DATA =>

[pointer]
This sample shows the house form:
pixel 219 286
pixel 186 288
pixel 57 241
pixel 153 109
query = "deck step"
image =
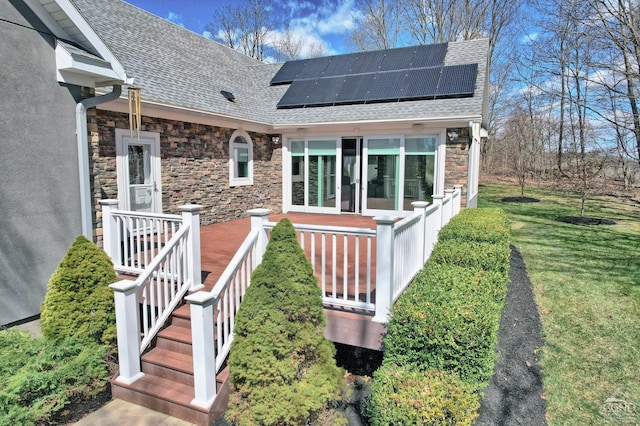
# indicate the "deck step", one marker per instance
pixel 170 359
pixel 174 399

TASK OBJECTIVE => Without including any picture, repeat the data exactly.

COMPLETED EXERCISE =>
[pointer]
This sample shows the house form:
pixel 219 286
pixel 186 288
pixel 57 241
pixel 153 109
query = "deck step"
image =
# indicate the "deck step", one marker per instance
pixel 170 359
pixel 174 399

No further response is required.